■ INSTRUCTIONS FOR THE TASK
Reproduce every line of the records below, text included, shifting each bounding box coordinate in the answers by adding 27 to it. Leave out the pictures.

┌──

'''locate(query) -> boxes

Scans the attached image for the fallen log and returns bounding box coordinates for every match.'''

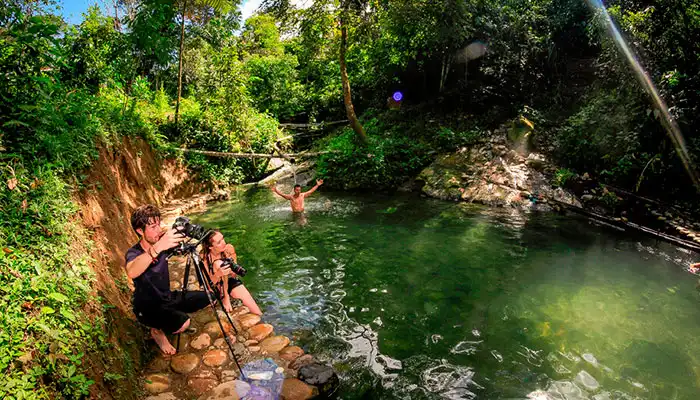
[171,147,337,158]
[547,199,700,252]
[279,119,350,130]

└──

■ RESPONSE TO THE TASK
'''locate(query) -> boxes

Scans the attached image for the fallen log and returns bounding box coordinates for every match.'''

[198,174,364,185]
[574,226,727,279]
[306,146,377,157]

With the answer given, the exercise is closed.